* [EXERCISE DETAILS]:
In the entries below, count the lines that hold the string "balcony" and state only that count.

* [DATA]:
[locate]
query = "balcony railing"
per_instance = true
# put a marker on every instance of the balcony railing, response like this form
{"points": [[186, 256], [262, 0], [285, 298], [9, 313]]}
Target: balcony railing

* [FINISHED EXERCISE]:
3